[Records from a data source]
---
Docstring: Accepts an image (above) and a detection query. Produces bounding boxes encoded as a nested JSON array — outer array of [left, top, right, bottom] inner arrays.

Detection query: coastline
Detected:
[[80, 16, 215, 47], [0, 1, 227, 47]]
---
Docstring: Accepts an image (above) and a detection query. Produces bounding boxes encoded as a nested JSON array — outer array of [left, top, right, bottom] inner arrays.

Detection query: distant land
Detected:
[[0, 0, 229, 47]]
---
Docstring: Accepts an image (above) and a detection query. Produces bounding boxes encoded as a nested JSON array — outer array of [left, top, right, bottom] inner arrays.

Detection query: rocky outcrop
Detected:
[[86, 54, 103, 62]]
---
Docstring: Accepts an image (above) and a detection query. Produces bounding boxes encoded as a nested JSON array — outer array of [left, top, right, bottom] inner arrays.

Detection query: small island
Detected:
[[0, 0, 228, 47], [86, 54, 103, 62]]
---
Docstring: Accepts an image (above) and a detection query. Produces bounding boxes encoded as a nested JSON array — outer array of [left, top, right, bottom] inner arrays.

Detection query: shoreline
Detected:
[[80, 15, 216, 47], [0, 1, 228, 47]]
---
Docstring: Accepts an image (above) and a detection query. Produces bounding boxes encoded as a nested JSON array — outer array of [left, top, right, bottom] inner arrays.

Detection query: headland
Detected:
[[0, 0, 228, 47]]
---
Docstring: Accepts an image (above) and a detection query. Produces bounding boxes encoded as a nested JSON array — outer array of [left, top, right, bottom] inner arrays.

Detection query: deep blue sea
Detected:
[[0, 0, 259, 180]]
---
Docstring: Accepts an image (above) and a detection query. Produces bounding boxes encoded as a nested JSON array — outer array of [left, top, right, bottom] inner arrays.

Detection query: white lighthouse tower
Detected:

Task objective:
What you return should match every line above exactly.

Reply:
---
Docstring: Accepts an image (above) and a detection query. Produces bounding boxes encoded as a nested JSON array — outer array of [left, top, right, bottom] inner arrays.

Detection query: coastline
Detected:
[[80, 16, 215, 47], [0, 1, 227, 47]]
---
Docstring: Accepts an image (above) and a detection query. Produces bounding boxes encoded as a nested JSON array — outer array of [left, top, right, bottom] inner arrays.

Detection query: distant land
Detected:
[[0, 0, 229, 47]]
---
Docstring: Accepts an image (above) and a detection query. Produces bounding boxes encoded as a nested JSON array — outer array of [left, top, right, bottom] inner arrays.

Detection query: rocky outcrop
Detected:
[[86, 54, 103, 62]]
---
Docstring: Accepts an image (above) and a detection query. Produces bounding boxes encoded as a nested JSON array — outer array of [left, top, right, bottom] inner arrays.

Detection query: small island
Detected:
[[0, 0, 228, 47], [86, 54, 103, 62]]
---
Docstring: Accepts an image (above) and a detection query. Produces bounding boxes encoded as a nested JSON array — outer array of [left, top, right, bottom] inner arrays.

Detection query: shoreline
Detected:
[[80, 15, 216, 47], [0, 1, 228, 47]]
---
Docstring: Accepts an image (above) and a detection query. Produces bounding boxes encoded as a nested JSON array — outer array of [left, top, right, bottom] inner arrays.

Detection query: headland
Detected:
[[0, 0, 228, 47]]
---
Docstring: Accepts an image (above) and a detection query. Produces bounding boxes encoded as a nested JSON array — outer array of [left, top, right, bottom] inner arrays.

Detection query: deep blue sea
Detected:
[[0, 0, 259, 180]]
---
Docstring: Accepts an image (above) and a detection query. Produces bounding boxes encoded as a nested JSON array — outer array of [left, top, right, bottom] inner arrays.

Detection query: white lighthouse tower
Detected:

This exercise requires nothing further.